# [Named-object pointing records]
* begin *

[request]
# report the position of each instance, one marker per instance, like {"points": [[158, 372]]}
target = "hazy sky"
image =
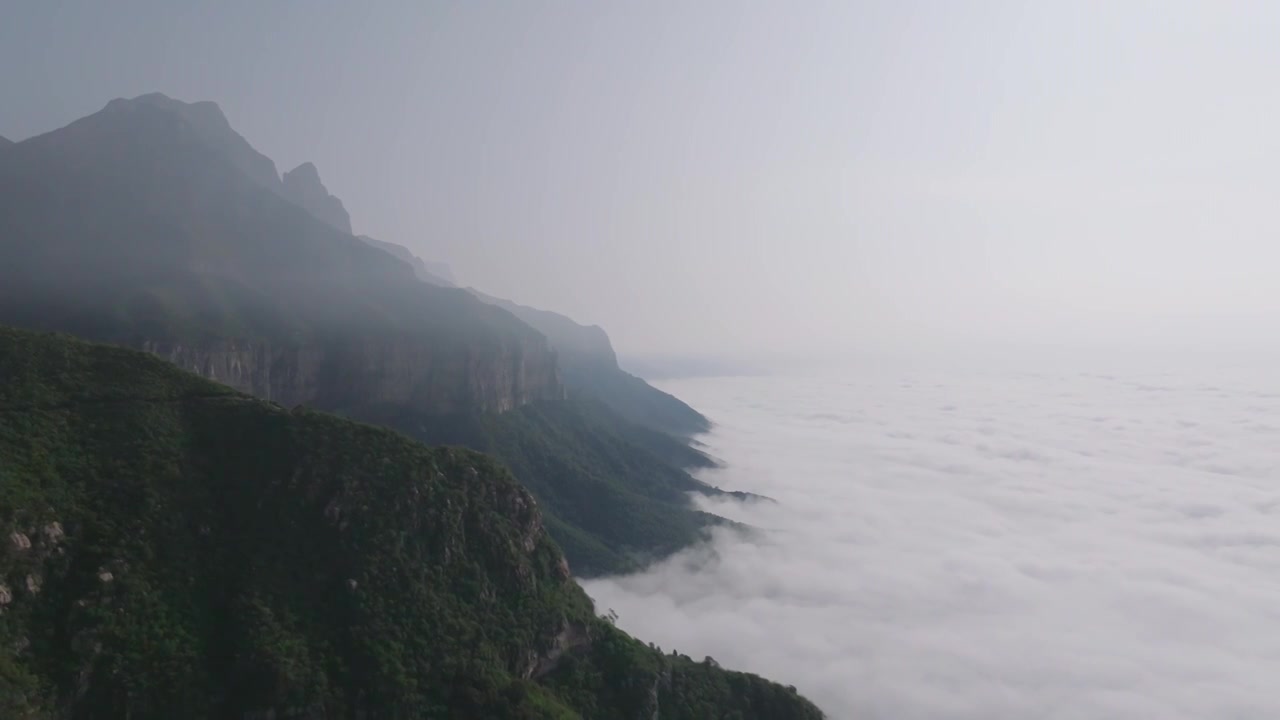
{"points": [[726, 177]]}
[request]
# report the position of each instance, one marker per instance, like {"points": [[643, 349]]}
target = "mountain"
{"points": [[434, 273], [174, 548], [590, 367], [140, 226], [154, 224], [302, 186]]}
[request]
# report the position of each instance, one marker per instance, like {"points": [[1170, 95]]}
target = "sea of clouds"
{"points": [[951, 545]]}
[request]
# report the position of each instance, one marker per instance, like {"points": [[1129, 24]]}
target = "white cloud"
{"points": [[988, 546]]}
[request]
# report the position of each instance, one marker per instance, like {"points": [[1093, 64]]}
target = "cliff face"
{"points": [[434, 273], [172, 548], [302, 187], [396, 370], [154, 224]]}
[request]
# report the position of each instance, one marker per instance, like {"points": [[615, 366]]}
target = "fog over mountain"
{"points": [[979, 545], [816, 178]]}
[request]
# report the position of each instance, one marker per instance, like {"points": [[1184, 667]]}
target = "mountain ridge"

* end *

# [TASK TO COMPLETE]
Output all of the entries verbatim, leaving out any images.

# [TASK RESPONSE]
[request]
# report the position of each instance, one marker per instance, like {"points": [[158, 372]]}
target = "hazy sky"
image =
{"points": [[726, 177]]}
[request]
# report the position of each instance, one marker per instance, like {"points": [[643, 349]]}
target = "mountain"
{"points": [[434, 273], [174, 548], [590, 367], [140, 226], [154, 224], [302, 186]]}
[request]
# report the position of each instance, one marker per instance, like {"points": [[1170, 95]]}
target = "sea of clouds"
{"points": [[951, 545]]}
[request]
# report the position of each instance, one marker per instance, like {"points": [[1129, 24]]}
target = "white cloud"
{"points": [[988, 546]]}
[request]
# report the position of each instance, one marker per instance, like {"points": [[1093, 64]]}
target = "cliff face"
{"points": [[434, 273], [172, 548], [302, 187], [396, 370], [154, 224]]}
[request]
# report the position of each instance, one marker per instance, like {"points": [[615, 366]]}
target = "fog over mountain"
{"points": [[979, 545], [816, 178]]}
[request]
# report the position of each instance, one marker per instance, like {"points": [[1184, 667]]}
target = "mountain ridge"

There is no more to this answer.